*** Opening of Data listing ***

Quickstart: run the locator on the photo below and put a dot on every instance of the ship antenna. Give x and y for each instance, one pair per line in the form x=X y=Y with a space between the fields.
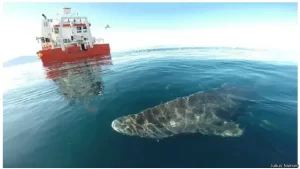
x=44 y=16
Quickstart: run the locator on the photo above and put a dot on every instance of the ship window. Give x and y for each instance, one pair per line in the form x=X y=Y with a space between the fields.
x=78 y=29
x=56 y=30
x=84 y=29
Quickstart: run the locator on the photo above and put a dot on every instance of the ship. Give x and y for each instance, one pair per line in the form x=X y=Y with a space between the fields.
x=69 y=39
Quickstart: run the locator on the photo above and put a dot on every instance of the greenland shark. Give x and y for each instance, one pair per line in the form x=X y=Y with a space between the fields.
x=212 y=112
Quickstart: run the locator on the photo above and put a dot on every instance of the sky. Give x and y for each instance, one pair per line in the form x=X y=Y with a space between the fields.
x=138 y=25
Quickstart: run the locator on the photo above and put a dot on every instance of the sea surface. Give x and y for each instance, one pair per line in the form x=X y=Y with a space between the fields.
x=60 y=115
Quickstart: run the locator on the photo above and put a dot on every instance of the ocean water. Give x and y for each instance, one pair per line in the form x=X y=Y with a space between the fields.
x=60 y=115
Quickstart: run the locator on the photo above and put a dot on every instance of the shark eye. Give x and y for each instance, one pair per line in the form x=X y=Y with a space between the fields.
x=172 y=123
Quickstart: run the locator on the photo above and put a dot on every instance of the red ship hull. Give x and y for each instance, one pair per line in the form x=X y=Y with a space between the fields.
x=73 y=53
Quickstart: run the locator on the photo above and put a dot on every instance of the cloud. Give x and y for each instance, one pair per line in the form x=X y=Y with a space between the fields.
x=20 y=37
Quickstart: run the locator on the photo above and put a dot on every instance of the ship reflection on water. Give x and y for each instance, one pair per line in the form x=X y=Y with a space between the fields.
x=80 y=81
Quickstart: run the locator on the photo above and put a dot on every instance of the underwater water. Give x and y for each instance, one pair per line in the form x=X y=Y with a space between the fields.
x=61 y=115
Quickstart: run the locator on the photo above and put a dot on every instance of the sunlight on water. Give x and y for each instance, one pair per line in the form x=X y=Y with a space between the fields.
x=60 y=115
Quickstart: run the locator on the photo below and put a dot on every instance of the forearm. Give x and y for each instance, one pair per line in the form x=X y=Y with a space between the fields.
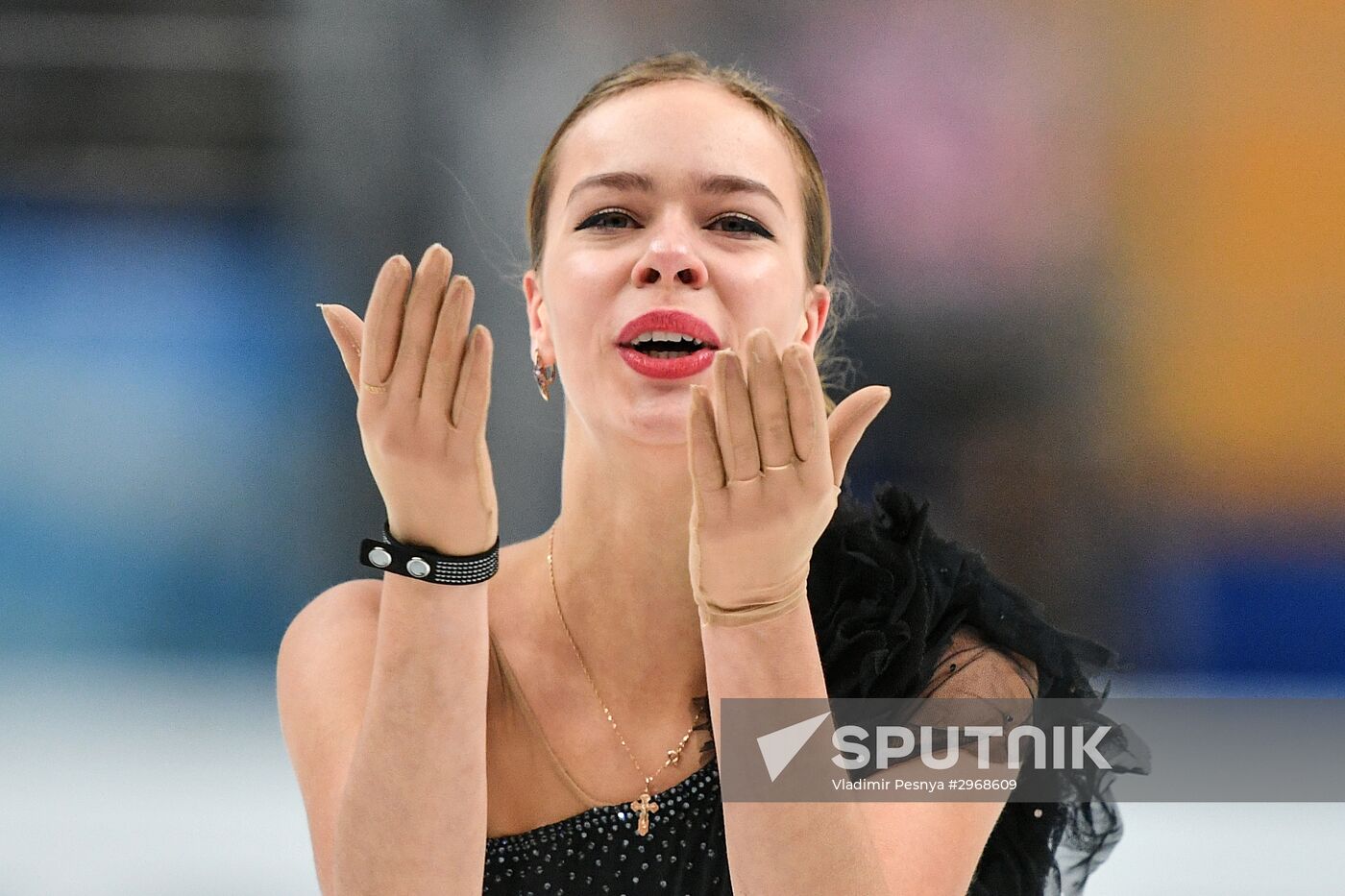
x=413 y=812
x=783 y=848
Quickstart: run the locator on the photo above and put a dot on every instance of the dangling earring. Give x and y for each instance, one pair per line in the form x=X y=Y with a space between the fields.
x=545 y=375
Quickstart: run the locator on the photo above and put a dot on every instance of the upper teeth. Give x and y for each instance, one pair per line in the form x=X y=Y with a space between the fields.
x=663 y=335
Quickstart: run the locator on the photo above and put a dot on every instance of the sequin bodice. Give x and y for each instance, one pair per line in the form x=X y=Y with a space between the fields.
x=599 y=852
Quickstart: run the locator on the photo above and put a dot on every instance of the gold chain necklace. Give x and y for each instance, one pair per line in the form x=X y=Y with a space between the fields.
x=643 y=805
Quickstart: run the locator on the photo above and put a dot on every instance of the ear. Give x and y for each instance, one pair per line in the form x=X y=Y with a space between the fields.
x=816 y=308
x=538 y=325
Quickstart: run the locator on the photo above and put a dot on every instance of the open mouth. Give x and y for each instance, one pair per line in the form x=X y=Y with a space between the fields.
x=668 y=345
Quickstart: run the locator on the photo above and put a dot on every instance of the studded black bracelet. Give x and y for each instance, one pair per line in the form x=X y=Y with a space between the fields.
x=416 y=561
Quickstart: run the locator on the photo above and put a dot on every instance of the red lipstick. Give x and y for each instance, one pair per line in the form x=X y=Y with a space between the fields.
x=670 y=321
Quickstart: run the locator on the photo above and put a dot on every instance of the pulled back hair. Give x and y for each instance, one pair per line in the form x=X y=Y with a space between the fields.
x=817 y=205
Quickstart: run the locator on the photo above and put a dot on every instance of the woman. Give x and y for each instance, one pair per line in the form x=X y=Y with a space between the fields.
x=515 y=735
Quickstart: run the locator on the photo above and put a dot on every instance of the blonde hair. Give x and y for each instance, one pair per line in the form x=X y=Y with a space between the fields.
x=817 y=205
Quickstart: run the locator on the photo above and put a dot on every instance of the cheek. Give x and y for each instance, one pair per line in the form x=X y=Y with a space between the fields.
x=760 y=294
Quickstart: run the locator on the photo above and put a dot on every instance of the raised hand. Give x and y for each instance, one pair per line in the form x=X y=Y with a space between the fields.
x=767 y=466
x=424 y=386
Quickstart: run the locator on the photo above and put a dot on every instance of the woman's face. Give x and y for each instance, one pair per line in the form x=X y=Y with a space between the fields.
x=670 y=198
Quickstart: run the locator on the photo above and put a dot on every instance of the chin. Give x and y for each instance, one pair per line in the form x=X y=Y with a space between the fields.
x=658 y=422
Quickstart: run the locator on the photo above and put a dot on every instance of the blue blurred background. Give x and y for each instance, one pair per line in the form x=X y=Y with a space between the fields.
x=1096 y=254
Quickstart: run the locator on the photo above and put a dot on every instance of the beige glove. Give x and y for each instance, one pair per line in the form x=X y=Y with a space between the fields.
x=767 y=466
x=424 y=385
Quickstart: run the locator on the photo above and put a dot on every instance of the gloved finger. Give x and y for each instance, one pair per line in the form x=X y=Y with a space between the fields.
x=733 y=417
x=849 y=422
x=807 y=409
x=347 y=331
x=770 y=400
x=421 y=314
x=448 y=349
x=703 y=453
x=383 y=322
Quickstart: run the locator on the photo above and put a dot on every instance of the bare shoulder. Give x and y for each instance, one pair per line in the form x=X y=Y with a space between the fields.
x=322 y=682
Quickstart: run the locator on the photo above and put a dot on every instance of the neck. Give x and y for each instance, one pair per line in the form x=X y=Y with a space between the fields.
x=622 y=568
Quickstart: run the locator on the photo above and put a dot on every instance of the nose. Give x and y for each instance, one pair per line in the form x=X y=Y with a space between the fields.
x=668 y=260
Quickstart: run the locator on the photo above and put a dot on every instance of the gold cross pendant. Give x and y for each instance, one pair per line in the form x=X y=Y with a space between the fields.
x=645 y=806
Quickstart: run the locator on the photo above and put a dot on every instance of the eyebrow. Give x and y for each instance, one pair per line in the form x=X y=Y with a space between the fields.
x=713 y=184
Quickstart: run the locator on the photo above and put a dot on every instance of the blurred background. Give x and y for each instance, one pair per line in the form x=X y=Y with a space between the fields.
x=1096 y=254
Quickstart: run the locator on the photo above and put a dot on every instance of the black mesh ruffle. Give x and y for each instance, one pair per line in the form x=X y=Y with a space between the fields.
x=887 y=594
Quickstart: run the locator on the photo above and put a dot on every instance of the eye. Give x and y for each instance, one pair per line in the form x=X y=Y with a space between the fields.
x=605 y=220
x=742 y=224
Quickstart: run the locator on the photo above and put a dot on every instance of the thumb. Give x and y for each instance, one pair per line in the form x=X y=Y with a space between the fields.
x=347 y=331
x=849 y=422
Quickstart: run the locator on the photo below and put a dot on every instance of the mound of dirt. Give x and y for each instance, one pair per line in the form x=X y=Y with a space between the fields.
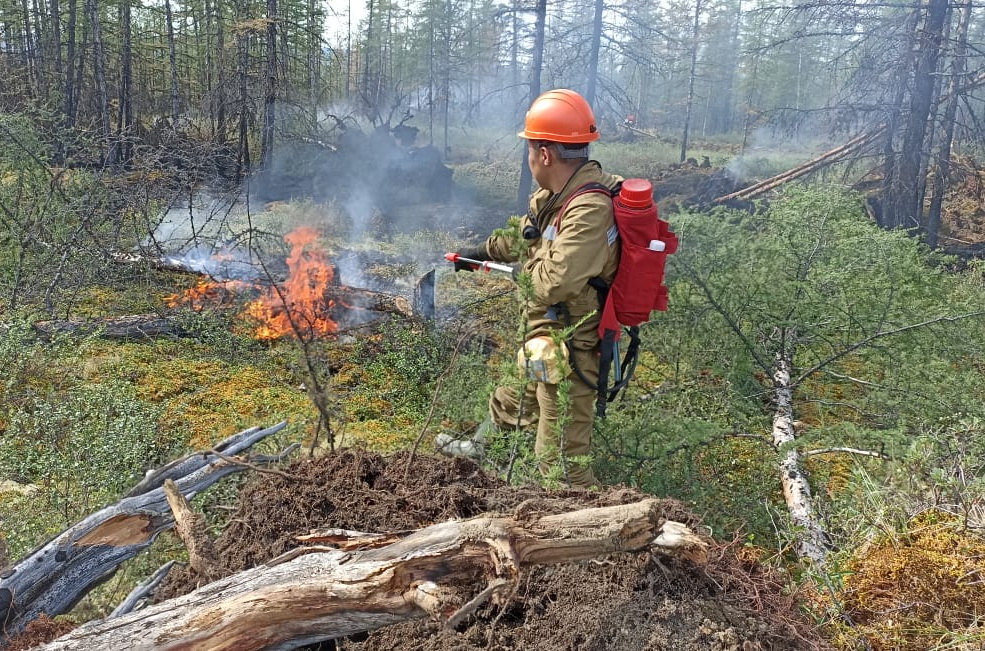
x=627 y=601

*** Close of Data listing ***

Your assignment:
In transcribing the material above, reproduce each line exactly and include none of the pictures.

Exercise response:
Quickstart: run the locator on the photo below and put a dot on every instance of the ship antenna. Give x and y for each instance, one pair per line in the form x=X y=Y with a space between the fields.
x=44 y=16
Quickstart: run the locator on the photo above and put a dot on every instance of the ship window. Give x and y for each instance, one pair per line in the form x=X y=Y with a space between the fields.
x=78 y=29
x=56 y=30
x=84 y=29
Quickstart: run the locator on the photo above and put a dot on every instance of the ship. Give x and y for each instance, one pair per line in the form x=X y=Y with a space between the fields.
x=69 y=39
Quickstart: run the locator on the photo above and put a dot on every instance of the greenland shark. Give x and y for each instance, one pair per line in the form x=X y=Y with a space between the fields.
x=212 y=112
Quickstart: run the locator on the photo above and put a dot on every instance of the sky. Give x and y for each instance, one pair per line in the form x=X y=Y with a space between the fields.
x=138 y=25
Quickstart: run the locator on the photo above and put a dot on every instance of the sea surface. Give x and y for each instance, one pair per line in the form x=X y=Y with a space between the fields.
x=60 y=115
Quickstart: run the locator on the photo above and put a dot on every instance of the ocean water. Give x and y for each instance, one pair per line in the form x=X y=Y with a space between the fields.
x=60 y=115
Quickstart: run the locator on the photo above and put a dot on every instance of the shark eye. Give x and y for each instance, one pair per line in the form x=X y=Y with a space between the fields.
x=172 y=123
Quickstart: run the locator on the photo above and put a dot on every instance of the red ship hull. Give x and y for each instance, one pair per line in the form x=X y=Y with a space between the fields.
x=73 y=53
Quickstart: run the locator on the photo above and put a dot on every instance of the cloud. Give x and y for each instance, one pair per line in the form x=X y=Y with a space between the fields.
x=20 y=37
Quickstart: run the locator on the photo above and put a dot on every instance of the ship reflection on water. Give x and y for each instance, one pair per line in the form x=X y=Y with a space between the fields.
x=80 y=81
Quickstart: run the locator on the photo above and put a dot on every instance of the underwater water. Give x and y for each instance, one pair per line in the form x=X y=Y with a space between the fields.
x=61 y=115
Quickstart: run the locator on the photo above and put a dot on every instance of the sunlight on water. Give x and y for each instance, one pair per line in the form x=X y=Y with a space between the fields.
x=60 y=115
Quickstart: run the locator on the photo below and put a dot on every instance of the forearm. Give x and y for each instance, one pair per line in the form x=X y=Y with a space between the fields.
x=413 y=812
x=783 y=848
Quickstart: run the locator on the photo above and put a dot on every instance of the dangling earring. Give x and y for each instance, one pair per line in the form x=X y=Y with a space between the fields.
x=545 y=375
Quickstart: run the locator on the photo above and put a dot on every instance of the upper teeth. Give x and y for each instance, one pair per line in the form x=X y=Y with a space between the fields.
x=663 y=335
Quickstart: run the locator on the photo above and put a dot on every instance of the sequin bodice. Give x and y for each instance, one pair per line in the form x=X y=Y with a space between the fields.
x=599 y=852
Quickstart: run the locator on the photo above and put a dot on every instance of the gold chain necklace. Give x and y for each instance, one pair per line in the form x=X y=Y with a space between the fields.
x=643 y=805
Quickstart: run the locator on the photo above and put a dot on every instance of the ear. Give x and y for each instance, one pair per line in the form x=X y=Y with a space between the fields.
x=816 y=308
x=538 y=325
Quickstart: run the locator on the photo above and put a dot on every instance of the open mouth. Give x and y for each instance, one pair per line in the form x=X y=Y with a space between the fields.
x=668 y=345
Quickstart: run the locator on the photo above and put a dot on every instance of the studded black bracelet. Give x and y for each instance, one pair per line in the form x=X y=Y with a space between the fields.
x=416 y=561
Quickstart: run the locator on the photo above and put a dot on every instance of the red lipstick. Give x and y for each instance, one pair per line in the form x=X y=Y with a space between the fields.
x=670 y=321
Quickstart: run the locator on the photo above and put a dot on every instance of the pulled back hair. Give x and y for each instance, one pair per line in the form x=X y=Y with a space between the fields.
x=817 y=205
Quickstart: run the locator on the photo above and put a dot on every instance of the woman. Give x and y for each instance, one pair per line in the form x=X y=Y with a space between the fields.
x=515 y=735
Quickstart: run the locator on the photo above and put a dot on every instance of the blonde hair. Give x and y for each instance, one pair per line in the form x=X y=Y with a space between the fields.
x=817 y=205
Quickstart: run the locator on the photo above and put a dot on every instance of the cheek. Give x and y for each instance, one pair per line in the form x=X y=Y with a space between the fields.
x=760 y=294
Quickstart: run the locator on the photo above and put a dot on every instance of the raised hand. Give x and y for each instance, one pair per line in the form x=X y=Y with a space between the fields.
x=767 y=466
x=424 y=386
Quickstart: run the locator on the photo above and put a dot on every instance of the woman's face. Give x and y for each instance, one pair per line in the form x=X y=Y with a space between the fields.
x=670 y=198
Quickstart: run the locator on the photo above and put a dot on every instance of the chin. Give x and y for each instance, one pair per line in the form x=X y=Y with a space between the fields.
x=658 y=422
Quickstart: run the locator on the photo above and put a dot on every instance of the blue blurred background. Give x and y for each instance, one pair per line in the form x=X y=Y with a space between the fields.
x=1096 y=254
Quickstart: run the locator on the photo above and put a dot on every instance of the beige glove. Give x and y for each instance, one pair per line in the form x=X y=Y with a space between the fields.
x=767 y=466
x=424 y=385
Quickstart: run the locator on the photo above and put a dot on every instance of the gloved finger. Give x and y for each instance, one pair per line in the form x=X y=Y with a space between the fields.
x=733 y=417
x=849 y=422
x=807 y=409
x=347 y=331
x=770 y=400
x=421 y=314
x=448 y=349
x=703 y=453
x=383 y=322
Quickstart: run the locator on the photo above and put a dot on every instance of the bare shoulder. Give x and y for each instance, one pair per line in the form x=X y=Y with a space between the fields.
x=322 y=682
Quickstart: run the locator on the photo above and put a dot on every instance of the neck. Give x and y for each instance, one pair per line in the form x=X y=Y with a space between the fields.
x=622 y=568
Quickstart: run the locator on the photo above and put a dot on every instance of the nose. Give x and y for each instance, one pair per line in the form x=X y=Y with a space between the fields.
x=668 y=260
Quickstart: run the locator on the photo above and put a dot on every instance of the gold cross pendant. Give x and y for each instance, one pair per line in the form x=X y=Y with a space between the fields.
x=645 y=806
Quickstart: run the locator on the photo above and put a dot on every instance of the eyebrow. Give x and y for each instance, one pair per line in the form x=X y=Y with a space between the fields.
x=713 y=184
Quickstart: run the locator on the photo above and put a dot on every instance of the blurred background. Give x and y for each instance, one pair per line in the form x=X y=Y with a space between the fields.
x=1096 y=254
Quickstart: run the locator on the photo above and put a dot on every instance of the black mesh ruffle. Give x and y for each instance, one pair per line in the form x=X y=Y with a space between the fields.
x=887 y=594
Quickstart: run the locator on the photo above and put a dot on every instance of the eye. Give x and y for each instance, one pair per line in the form x=X y=Y with a space between the fields.
x=605 y=220
x=742 y=224
Quickstart: run the locator on the photo above and put a dot on every instance of the thumb. Give x and y for each instance, one pair per line in the form x=X y=Y with a space between the fields.
x=347 y=331
x=849 y=422
Quickstart: run the locator on the photo below and put a dot on every instance of the mound of dirt. Give x and y for each instance, one pair per line in the form x=X y=Y with a space between the fields.
x=627 y=601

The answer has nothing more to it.